Assignment: Write the records out again, exactly as they stand below.

Stored dataset items:
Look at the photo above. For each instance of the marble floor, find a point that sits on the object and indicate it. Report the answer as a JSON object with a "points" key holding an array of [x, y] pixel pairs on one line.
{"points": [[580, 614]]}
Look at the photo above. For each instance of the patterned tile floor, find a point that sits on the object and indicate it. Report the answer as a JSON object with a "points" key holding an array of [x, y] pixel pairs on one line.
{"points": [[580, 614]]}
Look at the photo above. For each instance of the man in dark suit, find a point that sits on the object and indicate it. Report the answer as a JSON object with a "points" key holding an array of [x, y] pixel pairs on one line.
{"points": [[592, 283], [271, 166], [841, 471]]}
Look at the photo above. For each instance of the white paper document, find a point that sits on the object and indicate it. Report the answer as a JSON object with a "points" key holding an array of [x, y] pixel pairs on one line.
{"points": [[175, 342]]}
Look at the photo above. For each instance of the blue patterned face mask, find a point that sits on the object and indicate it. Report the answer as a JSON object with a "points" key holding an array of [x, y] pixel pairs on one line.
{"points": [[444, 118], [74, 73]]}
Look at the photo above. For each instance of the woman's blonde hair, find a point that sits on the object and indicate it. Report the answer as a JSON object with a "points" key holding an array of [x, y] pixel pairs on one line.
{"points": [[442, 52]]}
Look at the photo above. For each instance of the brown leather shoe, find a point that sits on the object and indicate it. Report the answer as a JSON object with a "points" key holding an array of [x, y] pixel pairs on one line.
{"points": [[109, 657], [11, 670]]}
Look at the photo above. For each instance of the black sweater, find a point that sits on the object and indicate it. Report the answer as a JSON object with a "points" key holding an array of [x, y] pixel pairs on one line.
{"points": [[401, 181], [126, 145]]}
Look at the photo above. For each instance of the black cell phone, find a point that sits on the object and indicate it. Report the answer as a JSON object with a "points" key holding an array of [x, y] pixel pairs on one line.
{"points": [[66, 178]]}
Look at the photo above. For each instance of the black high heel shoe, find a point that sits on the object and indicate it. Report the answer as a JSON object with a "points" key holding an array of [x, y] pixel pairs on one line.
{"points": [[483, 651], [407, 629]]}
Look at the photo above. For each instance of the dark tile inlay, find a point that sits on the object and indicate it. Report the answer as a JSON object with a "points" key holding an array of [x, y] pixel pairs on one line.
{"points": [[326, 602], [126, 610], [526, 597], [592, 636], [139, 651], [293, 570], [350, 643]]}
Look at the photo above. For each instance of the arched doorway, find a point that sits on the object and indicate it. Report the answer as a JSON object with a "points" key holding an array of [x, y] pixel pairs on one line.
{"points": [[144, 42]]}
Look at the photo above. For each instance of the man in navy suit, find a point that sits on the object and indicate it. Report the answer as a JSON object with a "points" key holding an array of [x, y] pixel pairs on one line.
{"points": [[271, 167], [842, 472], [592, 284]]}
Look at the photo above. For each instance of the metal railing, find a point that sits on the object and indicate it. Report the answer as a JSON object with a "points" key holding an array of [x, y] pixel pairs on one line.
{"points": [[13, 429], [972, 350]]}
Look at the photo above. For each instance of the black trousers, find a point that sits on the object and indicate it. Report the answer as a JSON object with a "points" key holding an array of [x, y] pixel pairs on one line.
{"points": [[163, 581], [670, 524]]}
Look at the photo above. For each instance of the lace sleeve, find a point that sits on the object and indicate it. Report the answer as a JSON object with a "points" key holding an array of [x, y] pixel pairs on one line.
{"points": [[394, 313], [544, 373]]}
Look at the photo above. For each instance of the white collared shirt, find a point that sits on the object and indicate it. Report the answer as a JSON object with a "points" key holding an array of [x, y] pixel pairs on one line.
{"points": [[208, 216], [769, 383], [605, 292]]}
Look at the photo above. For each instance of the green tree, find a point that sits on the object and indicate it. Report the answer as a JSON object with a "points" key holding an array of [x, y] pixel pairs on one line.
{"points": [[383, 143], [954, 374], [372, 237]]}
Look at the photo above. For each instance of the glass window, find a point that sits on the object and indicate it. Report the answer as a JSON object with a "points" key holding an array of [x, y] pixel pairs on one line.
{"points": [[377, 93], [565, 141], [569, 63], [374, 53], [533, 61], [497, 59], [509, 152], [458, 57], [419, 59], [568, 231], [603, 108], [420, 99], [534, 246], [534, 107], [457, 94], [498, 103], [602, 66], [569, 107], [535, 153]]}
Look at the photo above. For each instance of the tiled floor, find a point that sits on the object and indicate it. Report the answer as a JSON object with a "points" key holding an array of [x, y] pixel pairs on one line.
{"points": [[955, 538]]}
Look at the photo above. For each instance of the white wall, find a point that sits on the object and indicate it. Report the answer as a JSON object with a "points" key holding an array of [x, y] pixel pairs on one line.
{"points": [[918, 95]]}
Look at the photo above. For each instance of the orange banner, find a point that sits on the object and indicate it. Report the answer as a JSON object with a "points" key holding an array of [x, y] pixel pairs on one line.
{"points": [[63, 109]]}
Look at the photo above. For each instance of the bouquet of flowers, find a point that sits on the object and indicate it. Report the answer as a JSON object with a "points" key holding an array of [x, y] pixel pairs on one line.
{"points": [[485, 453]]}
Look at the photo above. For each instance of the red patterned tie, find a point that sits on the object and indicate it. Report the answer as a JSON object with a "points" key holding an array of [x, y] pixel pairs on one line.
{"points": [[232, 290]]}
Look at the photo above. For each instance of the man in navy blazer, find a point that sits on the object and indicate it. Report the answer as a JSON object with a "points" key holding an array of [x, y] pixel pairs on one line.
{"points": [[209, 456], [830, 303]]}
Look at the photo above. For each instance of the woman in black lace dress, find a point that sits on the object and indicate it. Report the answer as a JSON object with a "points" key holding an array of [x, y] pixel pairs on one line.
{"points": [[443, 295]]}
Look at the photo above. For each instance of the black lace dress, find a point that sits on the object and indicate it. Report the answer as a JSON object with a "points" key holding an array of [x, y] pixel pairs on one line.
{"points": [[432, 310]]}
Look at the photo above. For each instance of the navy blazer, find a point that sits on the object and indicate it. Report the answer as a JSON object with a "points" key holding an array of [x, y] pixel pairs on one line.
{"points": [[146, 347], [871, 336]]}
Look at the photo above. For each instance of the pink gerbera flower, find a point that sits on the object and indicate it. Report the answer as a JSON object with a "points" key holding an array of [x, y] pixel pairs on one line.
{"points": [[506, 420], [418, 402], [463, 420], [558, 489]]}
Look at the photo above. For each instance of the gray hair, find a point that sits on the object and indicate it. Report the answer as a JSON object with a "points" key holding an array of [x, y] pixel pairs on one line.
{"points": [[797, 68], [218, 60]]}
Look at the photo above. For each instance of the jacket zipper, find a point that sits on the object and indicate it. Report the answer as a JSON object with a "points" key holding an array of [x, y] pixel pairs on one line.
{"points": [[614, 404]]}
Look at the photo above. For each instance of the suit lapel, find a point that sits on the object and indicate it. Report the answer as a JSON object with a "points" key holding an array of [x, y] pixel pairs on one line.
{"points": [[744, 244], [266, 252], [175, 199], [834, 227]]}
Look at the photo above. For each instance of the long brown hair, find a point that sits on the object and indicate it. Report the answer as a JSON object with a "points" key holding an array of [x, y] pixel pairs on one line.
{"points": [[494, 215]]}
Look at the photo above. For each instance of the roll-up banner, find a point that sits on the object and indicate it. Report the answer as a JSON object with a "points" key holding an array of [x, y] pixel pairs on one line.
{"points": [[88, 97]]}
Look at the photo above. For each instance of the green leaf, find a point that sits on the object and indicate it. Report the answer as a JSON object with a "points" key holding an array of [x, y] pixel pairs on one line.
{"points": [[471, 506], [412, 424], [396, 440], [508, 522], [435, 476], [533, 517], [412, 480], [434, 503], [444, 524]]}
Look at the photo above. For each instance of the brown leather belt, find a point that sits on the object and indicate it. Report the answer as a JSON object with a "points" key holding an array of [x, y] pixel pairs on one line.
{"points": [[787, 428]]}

Result:
Look at the photo above. For each instance of the marble floor, find a point that sits on the object and indicate it. Report the answer as a JSON object with a "points" key holding an array of [x, y] pixel pairs on one line.
{"points": [[580, 614]]}
Look at the photo above. For each instance of the patterned tile floor, find a point that sits on the object and indicate it. Report the answer as a JSON object with a "points" key holding an array of [x, y] pixel pairs on one line.
{"points": [[580, 614]]}
Look at the photo above. For each instance of the man in dark suit, find a point that sits on the object and indicate it. Report the answer as a JSON object with a "points" key holding an array of [x, y] pixel pairs on one line.
{"points": [[592, 283], [271, 166], [841, 471]]}
Look at the photo above. For each instance of the white paper document, find a point that sits on the object and indicate it. Report the answer as a JSON object with a "points" key holding an array of [x, y] pixel pairs on one line.
{"points": [[175, 342]]}
Look at the photo above. For each instance of the blue patterned face mask, find a point that sits on the object and indicate it. Report the answer as a JSON object with a "points" key holding an array of [x, y] pixel pairs on one line.
{"points": [[444, 118], [74, 73]]}
Look at the photo above. For each instance of the woman's blonde hair, find a point that sits on the object and indicate it. Report the answer as a JSON object with a "points" key holding an array of [x, y] pixel pairs on one line.
{"points": [[442, 52]]}
Look at the photo above. For each instance of the brown leather shoe, find a point that sits on the object and indicate it. Report the answer as a JSON object with a "points" key holding an array of [x, y] pixel pairs on one line.
{"points": [[109, 657], [11, 670]]}
Look at the photo above. For each instance of the black sweater, find a point that sits on the object and indicate it. Report the answer as a JSON object with a "points" key holding an array of [x, y] pixel pairs on one line.
{"points": [[401, 181], [126, 145]]}
Look at the photo above. For each instance of the black cell phone, find a point that sits on the object and indicate it. Report the answer as a JSON object with a "points" key holding an array of [x, y] pixel pairs on one line.
{"points": [[66, 178]]}
Look at the photo above. For each instance of the black high heel shoe, find a point that sits on the object and indicate it. Report the answer as a JSON object with a "points" key holding an array of [x, y] pixel pairs on one line.
{"points": [[483, 651], [407, 629]]}
Look at the photo above. For each instance of the dark tile inlay, find a point that sits on the object and indicate it. Report the answer as a JSON object with a "points" key holding an array of [x, y] pixel pairs on one line.
{"points": [[326, 602], [126, 610], [526, 597], [592, 636], [139, 651], [293, 570], [350, 643]]}
Look at the photo above. For each instance of the arched doorway, find a point that sits on the object and indicate it. Report the answer as a JSON object with a "points" key holding an array of [x, y] pixel pairs on one line.
{"points": [[144, 42]]}
Look at the photo above. For each instance of the man in navy suit, find a point that sits on the object and indicate it. Report the answer as a JSON object with a "points" key holding an array of [x, y] pixel pairs on one line.
{"points": [[271, 167], [842, 472], [592, 284]]}
Look at the photo above. For each instance of the metal railing, find a point that sits on the object and indicate it. Report the answer as a JSON object with a "points" key holding an array of [x, y] pixel pairs on one line.
{"points": [[13, 429], [972, 350]]}
Look at the photo above. For each instance of the black trousers, find a point that sits on the object and indicate it. Report the answer as a JSON object with a "points" key holding an array of [x, y] pixel pairs on one line.
{"points": [[163, 581], [670, 524]]}
Look at the photo above. For each instance of the lace sleeve, find a point that sits on the object and indicate it. Report the answer as a JSON object with a "points" key holding an array of [x, y] pixel pairs on one line.
{"points": [[394, 313], [544, 373]]}
Look at the photo above. For each instance of the white collared shirt, find a point that sits on the object and indicate it. Report the answer as a JSON object with a "points" key holding an array of [x, y] pixel pairs on one line.
{"points": [[208, 216], [769, 383], [605, 292]]}
Look at the photo above. For each instance of the green tree, find a point that sits on the object and indicate it. Report the answer as a JSON object with a "points" key holding an array of [x, y] pixel pairs on one line.
{"points": [[383, 143], [954, 374], [372, 237]]}
Look at the photo above. For each instance of the glass window, find a point that sits on the object and indicate it. Report the answer as a JSON object with a "points" key holding an array of [x, y] pixel pairs on one line.
{"points": [[377, 93], [565, 141], [569, 63], [374, 53], [533, 61], [497, 59], [509, 152], [458, 57], [419, 59], [568, 231], [603, 108], [420, 99], [534, 246], [534, 107], [457, 94], [498, 103], [602, 66], [569, 107], [535, 153]]}
Look at the photo above. For each instance of the tiled floor, find a point that sits on the object and indicate it. Report the answer as a JSON object with a "points" key holding an array of [x, y] pixel pairs on one line.
{"points": [[955, 538]]}
Look at the photo above. For each instance of the white wall, find a point that sits on the object and indicate it. Report the answer as a JSON object with a "points" key holding an array of [x, y] pixel pairs on one line.
{"points": [[918, 95]]}
Look at the photo above. For each instance of the orange banner, find a point that sits on the object and indicate it. Report the answer as a JSON object with a "points" key holding an array of [x, y] pixel pairs on one line.
{"points": [[63, 109]]}
Look at the photo above. For each instance of the bouquet of flowers, find a point that sits on the object and indicate it. Report the answer as a JSON object with a "points" key holding an array of [x, y] pixel pairs on one line.
{"points": [[485, 453]]}
Look at the photo above. For each instance of the red patterned tie, find a point that sits on the object and indicate it. Report the answer as a JSON object with a "points" key holding an array of [x, y] pixel pairs on one line.
{"points": [[232, 290]]}
Look at the photo above. For each instance of the man in navy blazer, find a point that sits on the object and indicate it. Report the answer as a JSON object with a "points" key holding an array of [x, y] pixel pairs on one line.
{"points": [[209, 456], [830, 303]]}
Look at the photo above. For each instance of the woman in black lace dress, find a point that sits on the object and indicate it. Report the answer as a JSON object with a "points" key holding an array of [x, y] pixel pairs on one line.
{"points": [[443, 295]]}
Look at the photo above. For each instance of the black lace dress, find a point that sits on the object and indicate it. Report the answer as a JSON object with a "points" key holding an array of [x, y] pixel pairs on one line.
{"points": [[432, 310]]}
Look at the photo above. For each instance of the navy blazer, find a point that sits on the object and indicate it. Report the answer as a JSON object with a "points" key holding an array of [x, y] pixel pairs on one line.
{"points": [[146, 347], [871, 336]]}
Look at the photo above. For each instance of the pink gerbera flower, find a point that sits on the object and indicate it. Report the answer as a JSON object with a "points" key holding an array of [x, y] pixel pairs on one line.
{"points": [[506, 420], [418, 402], [463, 420], [558, 489]]}
Look at the photo above. For each instance of the gray hair, find a point that sits on the object and indicate it. Report the answer as a JSON object with a "points" key holding an array of [x, y] pixel pairs on one line.
{"points": [[797, 68], [218, 60]]}
Look at the photo above. For each instance of the jacket zipper, find a point that sits on the object and indicate it. Report the answer as a JSON object with a "points" key holding an array of [x, y] pixel pairs on one line.
{"points": [[614, 404]]}
Look at the photo above. For each instance of the suit lapel, find a point that sits on the object and indicate it. Report the answer as a JSON object with a "points" key holding an array of [x, y] pixel pairs on one line.
{"points": [[744, 244], [266, 252], [175, 199], [834, 227]]}
Look at the photo above. For each instance of the long brown hair, find a point that sits on the object and indicate it. Report the answer as a JSON object with a "points" key holding an array of [x, y] pixel pairs on one line.
{"points": [[494, 215]]}
Look at the photo above. For each instance of the roll-up banner, find a point that sits on the object and indicate it. Report the answer as a JSON object with a "points" key holding an array of [x, y] pixel pairs on one line.
{"points": [[88, 97]]}
Look at the photo above. For each instance of the green leaf, find a point that sits on the object and indicate it. Report the answer as a JSON object with a "points" key holding an array of [x, y] pixel pairs on one line.
{"points": [[471, 506], [412, 424], [396, 440], [508, 522], [435, 476], [533, 517], [412, 480], [434, 503], [444, 524]]}
Look at the photo above. For each instance of the brown leather belt, find a point that sits on the object and indicate it. Report the answer as a JSON object with a "points" key holding an array of [x, y] pixel pairs on one line.
{"points": [[787, 428]]}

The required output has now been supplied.